Count the lines of the items below that contain the string "church", treating uppercase and lowercase as different. Give only the number.

Region segmentation data
====

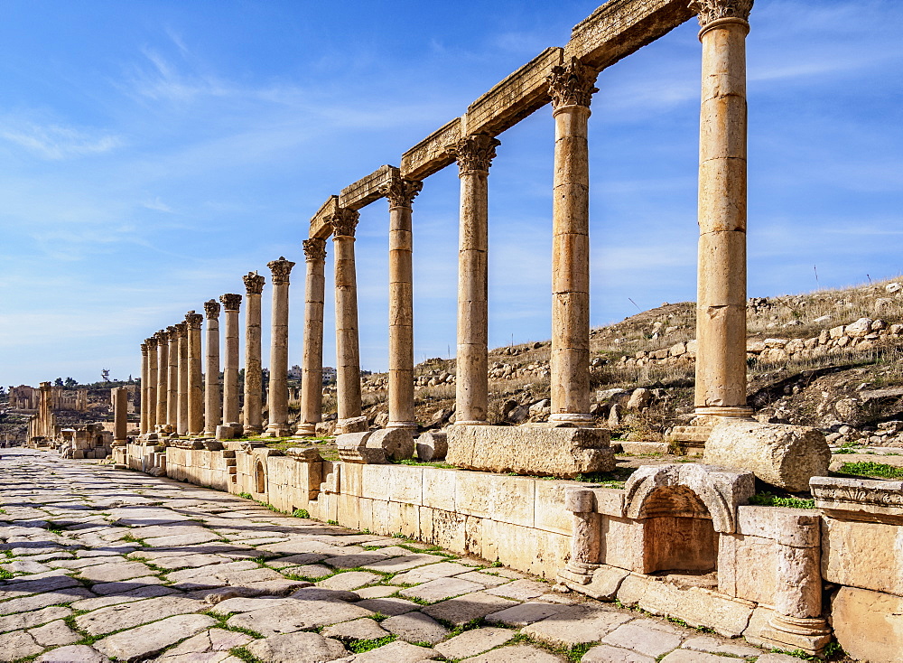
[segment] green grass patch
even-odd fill
[[[861,477],[880,477],[882,479],[903,479],[903,468],[888,465],[885,462],[844,462],[839,470],[843,474]]]
[[[369,651],[377,647],[387,645],[389,642],[394,642],[397,638],[398,636],[393,633],[372,640],[351,640],[348,643],[348,649],[355,654],[363,654],[365,651]]]
[[[749,503],[759,507],[786,507],[787,509],[815,508],[815,500],[803,500],[795,497],[782,498],[773,495],[770,492],[756,493],[749,499]]]

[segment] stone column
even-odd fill
[[[458,355],[455,424],[488,424],[489,308],[488,178],[501,143],[484,134],[469,135],[454,147],[461,179],[458,243]]]
[[[128,431],[128,389],[116,387],[110,389],[113,402],[113,442],[126,442]]]
[[[340,209],[330,221],[335,245],[336,405],[340,433],[354,433],[361,428],[358,275],[354,263],[354,231],[358,218],[354,210]]]
[[[746,35],[752,0],[695,0],[703,42],[695,411],[746,406]]]
[[[238,307],[240,294],[219,297],[226,313],[226,354],[223,358],[223,423],[238,422]]]
[[[381,192],[389,201],[389,422],[416,429],[414,414],[414,242],[411,203],[424,182],[395,178]]]
[[[304,240],[304,353],[301,380],[301,422],[297,434],[313,435],[323,412],[323,301],[326,240]]]
[[[264,277],[256,272],[243,276],[247,307],[245,309],[245,434],[262,431],[260,372],[260,294]]]
[[[175,431],[179,427],[179,337],[176,334],[176,328],[172,325],[166,328],[166,332],[169,334],[166,424]]]
[[[188,433],[188,324],[179,322],[175,326],[179,337],[179,416],[180,435]]]
[[[200,359],[200,323],[204,316],[189,311],[185,314],[188,335],[188,434],[204,430],[204,386]]]
[[[154,433],[157,424],[157,339],[146,339],[147,344],[147,432]]]
[[[555,120],[552,198],[552,415],[589,425],[590,163],[587,121],[597,72],[576,58],[549,77]]]
[[[169,332],[161,330],[157,337],[157,425],[163,428],[169,420],[166,418],[167,403],[169,399]]]
[[[141,423],[139,434],[147,433],[147,343],[141,344]]]
[[[288,427],[288,285],[294,263],[280,257],[266,263],[273,273],[273,317],[270,324],[270,386],[266,435],[284,437]]]
[[[222,392],[219,390],[219,303],[204,302],[207,318],[207,352],[204,363],[204,435],[213,437],[223,423]]]

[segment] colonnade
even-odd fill
[[[747,416],[746,406],[746,59],[745,40],[752,0],[694,0],[689,10],[697,14],[702,42],[702,105],[699,151],[699,268],[695,407],[699,415]],[[604,8],[604,7],[603,7]],[[612,10],[617,11],[617,10]],[[685,20],[685,17],[681,18]],[[579,27],[579,26],[578,26]],[[669,28],[670,29],[670,28]],[[575,28],[576,30],[576,28]],[[666,32],[666,31],[665,31]],[[570,45],[569,47],[570,48]],[[593,58],[581,59],[559,49],[557,64],[549,66],[537,89],[551,103],[554,122],[552,206],[552,350],[550,359],[553,425],[591,425],[590,416],[590,214],[589,144],[590,106],[601,70]],[[538,61],[538,59],[537,59]],[[534,61],[534,62],[537,61]],[[533,63],[526,67],[533,66]],[[516,72],[517,74],[517,72]],[[512,75],[514,77],[515,74]],[[512,77],[509,77],[511,79]],[[507,81],[508,79],[506,79]],[[503,85],[506,81],[499,84]],[[526,85],[526,84],[525,84]],[[491,91],[488,95],[491,95]],[[487,96],[488,96],[487,95]],[[486,96],[484,96],[486,97]],[[483,98],[481,98],[482,99]],[[473,106],[479,104],[474,102]],[[526,102],[525,102],[526,103]],[[533,103],[532,101],[530,103]],[[538,106],[536,107],[539,107]],[[389,380],[388,427],[414,429],[414,249],[413,201],[424,187],[423,179],[456,162],[461,182],[458,259],[456,425],[489,423],[488,282],[489,282],[489,174],[501,145],[498,133],[507,126],[471,120],[471,108],[457,125],[450,123],[424,144],[433,167],[403,169],[384,166],[368,178],[332,196],[312,219],[312,233],[303,243],[305,257],[304,329],[301,416],[297,433],[311,434],[321,420],[324,269],[326,243],[331,237],[335,250],[335,310],[337,406],[339,432],[366,426],[361,419],[360,365],[355,231],[358,210],[386,199],[389,214]],[[535,109],[535,108],[534,108]],[[532,112],[532,110],[530,111]],[[478,130],[468,133],[471,126]],[[501,127],[501,128],[498,128]],[[457,131],[457,133],[455,133]],[[447,138],[442,144],[442,140]],[[422,144],[424,145],[424,144]],[[419,153],[411,152],[416,157]],[[412,157],[413,159],[414,157]],[[425,158],[425,157],[424,157]],[[410,161],[410,159],[409,159]],[[287,418],[288,286],[294,263],[280,257],[269,263],[273,285],[273,322],[270,347],[269,421],[266,433],[290,433]],[[260,294],[264,277],[244,277],[246,305],[246,378],[244,427],[262,430],[260,415]],[[218,395],[219,333],[217,316],[208,310],[206,434],[225,416],[237,417],[237,371],[239,295],[227,307],[226,384],[223,400]],[[208,304],[215,304],[211,300]],[[216,306],[219,315],[219,304]],[[143,396],[150,402],[168,394],[156,408],[142,409],[142,428],[166,424],[180,434],[200,433],[204,419],[200,400],[200,315],[186,317],[187,332],[176,337],[178,351],[178,406],[173,408],[173,351],[172,332],[161,332],[142,345]],[[232,317],[228,317],[228,316]],[[230,322],[231,321],[231,322]],[[188,334],[185,345],[184,333]],[[169,339],[167,350],[159,343]],[[159,343],[158,343],[159,341]],[[231,344],[230,344],[231,343]],[[183,351],[187,352],[182,359]],[[168,358],[168,360],[167,360]],[[161,369],[169,361],[168,376]],[[185,366],[183,367],[183,361]],[[145,372],[146,369],[146,372]],[[183,371],[187,378],[182,378]],[[213,375],[215,379],[209,379]],[[168,380],[168,381],[167,381]],[[184,388],[187,390],[183,393]],[[188,405],[182,406],[185,394]],[[183,407],[187,414],[183,415]],[[178,412],[173,416],[173,409]],[[146,414],[145,414],[146,412]]]

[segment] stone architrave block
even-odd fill
[[[402,154],[401,176],[423,180],[453,163],[455,157],[449,148],[464,137],[463,125],[462,118],[455,117]]]
[[[368,449],[382,449],[389,461],[414,457],[414,432],[410,428],[380,428],[367,439]]]
[[[448,438],[444,431],[427,431],[416,441],[417,458],[424,462],[444,461],[449,451]]]
[[[810,479],[827,476],[831,449],[816,428],[731,421],[712,431],[703,461],[747,470],[766,483],[804,492],[809,490]]]
[[[605,428],[452,425],[446,460],[468,470],[571,479],[614,469],[609,440]]]
[[[564,60],[601,70],[690,20],[686,0],[608,2],[571,32]]]
[[[548,77],[563,49],[547,48],[467,109],[467,133],[498,135],[549,102]]]

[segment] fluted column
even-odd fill
[[[354,231],[359,214],[340,208],[330,219],[335,246],[336,401],[339,432],[351,433],[360,416],[360,350],[358,339],[358,275]]]
[[[280,257],[266,264],[273,275],[273,317],[270,325],[270,386],[266,398],[266,434],[284,437],[288,427],[288,286],[294,263]]]
[[[138,433],[147,433],[147,343],[141,344],[141,423]]]
[[[301,380],[299,435],[313,435],[323,412],[323,301],[326,240],[304,240],[304,352]]]
[[[417,427],[414,410],[414,235],[411,203],[424,182],[393,179],[389,202],[388,428]]]
[[[154,433],[157,424],[157,339],[144,341],[147,344],[147,432]]]
[[[161,428],[167,424],[166,404],[169,397],[169,332],[161,330],[157,338],[157,425]]]
[[[215,299],[204,302],[207,318],[207,351],[204,355],[204,434],[217,434],[217,426],[223,423],[222,392],[219,389],[219,303]]]
[[[550,421],[590,424],[590,163],[597,72],[573,58],[549,77],[555,120],[552,198]]]
[[[240,294],[219,297],[226,313],[226,352],[223,357],[223,423],[238,423],[238,307]]]
[[[696,0],[703,42],[696,414],[746,406],[746,35],[752,0]]]
[[[179,416],[178,433],[188,433],[188,325],[179,322],[175,326],[179,337]]]
[[[462,139],[454,148],[461,179],[455,362],[455,424],[461,425],[489,423],[488,178],[499,145],[496,138],[478,134]]]
[[[204,430],[204,386],[200,355],[200,324],[204,316],[189,311],[188,326],[188,434],[200,435]]]
[[[166,328],[169,335],[169,373],[166,381],[166,425],[175,431],[179,428],[179,337],[176,328]]]
[[[260,434],[263,430],[261,409],[260,367],[260,294],[264,292],[264,277],[248,272],[245,281],[245,434]]]

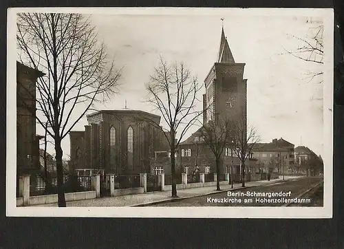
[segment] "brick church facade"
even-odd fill
[[[244,78],[245,63],[234,60],[232,52],[222,28],[217,61],[211,67],[204,80],[206,93],[203,94],[203,124],[209,121],[220,122],[222,118],[243,118],[246,129],[247,117],[247,80]],[[215,173],[215,157],[210,148],[202,140],[200,130],[181,142],[176,153],[177,171],[191,173],[198,168],[200,172]],[[245,139],[245,138],[244,138]],[[241,164],[238,158],[233,156],[229,149],[224,150],[221,160],[221,173],[231,173],[236,179],[240,177]],[[167,155],[167,157],[166,155]],[[164,157],[160,155],[155,168],[170,172],[169,152]],[[257,166],[257,160],[250,155],[246,166],[246,177],[249,180],[251,169]]]
[[[148,120],[159,124],[160,116],[121,109],[99,111],[87,118],[85,131],[69,133],[70,169],[116,174],[151,171],[154,151],[163,146],[164,135]]]
[[[40,71],[17,63],[17,173],[31,175],[40,170],[39,140],[36,134],[36,83]]]

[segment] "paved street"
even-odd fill
[[[322,177],[308,177],[304,178],[294,179],[288,182],[276,182],[268,186],[259,186],[255,187],[248,188],[242,190],[234,190],[230,191],[233,195],[231,197],[228,197],[227,192],[214,193],[210,195],[197,197],[194,198],[188,198],[180,201],[161,203],[155,204],[153,206],[281,206],[281,203],[257,203],[256,198],[263,199],[261,195],[264,194],[259,193],[284,193],[287,196],[285,198],[294,199],[298,197],[300,194],[305,192],[310,188],[316,185],[323,180]],[[240,193],[246,194],[249,191],[250,195],[255,195],[256,196],[239,196]],[[290,191],[290,193],[289,192]],[[299,198],[310,198],[310,204],[303,203],[297,205],[299,206],[322,206],[323,195],[322,191],[317,191],[313,195],[305,195],[299,197]],[[259,195],[261,197],[259,197]],[[265,199],[281,199],[283,197],[267,197]],[[316,199],[314,199],[316,198]],[[232,199],[233,202],[219,202],[222,199],[228,200]],[[245,199],[252,199],[252,202],[248,201],[245,202]],[[295,205],[290,205],[294,206]]]
[[[300,179],[299,176],[286,176],[286,180],[290,181],[294,179]],[[248,187],[258,186],[266,184],[273,184],[281,182],[282,177],[279,179],[272,180],[270,182],[267,180],[246,182]],[[234,189],[241,188],[241,184],[234,184]],[[222,184],[222,191],[232,190],[230,184]],[[215,191],[215,186],[208,186],[202,188],[193,188],[186,189],[179,189],[178,195],[181,198],[192,197],[212,193],[218,193]],[[225,194],[223,194],[225,195]],[[113,197],[103,197],[98,199],[91,199],[80,201],[74,201],[67,202],[67,206],[130,206],[138,205],[148,205],[154,202],[169,201],[172,199],[171,197],[171,191],[163,192],[150,192],[144,194],[131,195],[117,196]],[[178,206],[178,205],[177,205]],[[39,205],[36,206],[54,207],[57,206],[57,204]]]

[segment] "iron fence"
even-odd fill
[[[211,173],[208,174],[205,174],[204,175],[204,182],[214,182],[214,173]]]
[[[188,183],[196,183],[196,182],[200,182],[199,174],[188,175]]]
[[[92,190],[92,180],[90,176],[64,175],[62,188],[64,193],[83,192]],[[57,194],[57,177],[45,180],[38,177],[30,185],[30,195]]]
[[[115,189],[140,188],[140,175],[115,175]]]
[[[100,176],[100,196],[102,197],[110,196],[109,175]]]
[[[219,182],[226,181],[226,174],[219,174],[217,177]]]
[[[83,188],[85,191],[91,191],[92,190],[92,177],[89,175],[83,175],[77,177],[80,186]]]
[[[165,186],[172,185],[172,175],[165,175]],[[182,174],[175,174],[175,184],[182,184]]]

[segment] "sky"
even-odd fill
[[[143,102],[147,94],[144,84],[160,56],[168,62],[184,62],[203,84],[217,59],[222,18],[235,62],[246,63],[248,122],[256,127],[261,142],[283,138],[295,147],[302,144],[322,154],[323,83],[319,83],[321,76],[310,81],[308,73],[321,72],[323,65],[303,61],[286,52],[300,45],[292,36],[307,39],[311,34],[310,28],[321,25],[321,18],[93,14],[92,23],[99,39],[107,45],[117,67],[122,68],[119,94],[106,105],[98,105],[97,109],[122,109],[127,100],[129,109],[153,112],[151,106]],[[200,99],[204,93],[204,89],[200,92]],[[202,103],[198,105],[201,110]],[[73,130],[83,130],[86,124],[85,117]],[[183,140],[197,128],[191,127]],[[37,133],[43,131],[37,127]],[[68,136],[62,145],[63,158],[67,158]],[[50,151],[54,153],[52,148]]]

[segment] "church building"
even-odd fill
[[[87,116],[85,131],[70,131],[69,168],[105,173],[150,173],[154,151],[164,140],[160,117],[128,109],[102,110]]]
[[[203,124],[209,121],[219,122],[222,118],[247,120],[247,80],[244,78],[245,63],[236,63],[222,28],[217,60],[204,80],[206,93],[203,94]],[[246,135],[246,134],[245,134]],[[246,139],[246,138],[244,138]],[[230,173],[232,166],[235,179],[240,177],[240,160],[229,149],[224,150],[221,173]],[[215,157],[202,140],[200,129],[181,142],[178,148],[178,162],[182,171],[188,173],[198,168],[200,172],[215,173]],[[250,178],[250,168],[256,166],[257,160],[250,155],[246,162],[246,177]],[[160,159],[158,168],[169,171],[166,160]],[[184,170],[183,170],[184,169]]]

====

Response to the exercise
2